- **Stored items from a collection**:

________________________________________

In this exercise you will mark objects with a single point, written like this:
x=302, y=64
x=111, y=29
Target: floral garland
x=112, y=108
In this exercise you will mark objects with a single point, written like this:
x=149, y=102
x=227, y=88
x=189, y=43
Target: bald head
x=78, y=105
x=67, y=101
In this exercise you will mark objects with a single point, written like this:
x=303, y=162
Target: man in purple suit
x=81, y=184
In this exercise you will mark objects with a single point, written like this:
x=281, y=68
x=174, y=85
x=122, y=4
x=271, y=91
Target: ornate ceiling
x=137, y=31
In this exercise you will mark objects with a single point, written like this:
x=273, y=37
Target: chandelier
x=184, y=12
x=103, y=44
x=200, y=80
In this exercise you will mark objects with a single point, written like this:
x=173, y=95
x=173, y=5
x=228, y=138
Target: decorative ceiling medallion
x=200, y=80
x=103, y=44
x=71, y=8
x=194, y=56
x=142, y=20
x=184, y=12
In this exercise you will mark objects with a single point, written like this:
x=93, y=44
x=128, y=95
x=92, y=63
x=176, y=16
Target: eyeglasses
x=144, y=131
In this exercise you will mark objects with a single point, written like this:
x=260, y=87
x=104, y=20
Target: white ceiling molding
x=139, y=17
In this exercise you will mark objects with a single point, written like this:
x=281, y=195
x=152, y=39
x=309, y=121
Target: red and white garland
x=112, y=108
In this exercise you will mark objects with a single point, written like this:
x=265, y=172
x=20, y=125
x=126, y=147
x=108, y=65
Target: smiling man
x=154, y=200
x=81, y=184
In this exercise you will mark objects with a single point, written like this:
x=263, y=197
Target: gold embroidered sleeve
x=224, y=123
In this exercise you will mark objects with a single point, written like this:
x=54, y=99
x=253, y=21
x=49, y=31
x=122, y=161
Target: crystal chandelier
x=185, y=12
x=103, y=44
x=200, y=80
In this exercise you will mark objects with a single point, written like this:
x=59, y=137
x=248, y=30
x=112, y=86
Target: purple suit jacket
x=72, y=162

________________________________________

- **Required work**: Each line of the data above needs to be returned exactly.

- **Exercise result**:
In this exercise you will mark objects with a single point, written like this:
x=302, y=64
x=111, y=29
Target: floral garland
x=112, y=108
In this exercise you will mark objects with a single point, written like this:
x=149, y=102
x=227, y=88
x=189, y=43
Target: bald head
x=78, y=105
x=67, y=101
In this exercise you will mark objects with a single point, written like this:
x=303, y=162
Target: man in purple suit
x=81, y=184
In this exercise you will mark objects with a single point, written like this:
x=281, y=68
x=174, y=85
x=122, y=4
x=271, y=91
Target: ornate ceiling
x=137, y=31
In this exercise you will mark objects with a single point, written like this:
x=273, y=37
Target: chandelier
x=184, y=12
x=103, y=44
x=200, y=80
In this exercise you will mark objects with a single point, written like this:
x=173, y=95
x=173, y=5
x=228, y=138
Target: decorative ceiling medallion
x=200, y=80
x=103, y=44
x=71, y=8
x=194, y=56
x=142, y=20
x=184, y=12
In this exercise you will mark objects with a single point, written like this:
x=93, y=44
x=128, y=95
x=92, y=63
x=176, y=16
Target: eyeglasses
x=144, y=131
In this exercise you will mark objects with a single point, written like this:
x=260, y=87
x=104, y=20
Target: white ceiling molding
x=139, y=17
In this exercise you will mark objects with a single point, written like this:
x=281, y=195
x=152, y=39
x=309, y=121
Target: red and white garland
x=112, y=108
In this exercise you will mark objects with a single point, written like this:
x=265, y=172
x=20, y=125
x=126, y=147
x=108, y=65
Target: smiling man
x=154, y=200
x=81, y=184
In this exercise you will mark objects with a single point, written like this:
x=263, y=197
Target: gold embroidered sleeve
x=224, y=123
In this exercise you will mark objects with a single point, written like this:
x=54, y=99
x=253, y=21
x=49, y=31
x=122, y=161
Target: crystal chandelier
x=185, y=12
x=103, y=44
x=200, y=80
In this exercise you will mark objects with a single point, written like this:
x=59, y=137
x=248, y=30
x=112, y=86
Target: purple suit jacket
x=72, y=162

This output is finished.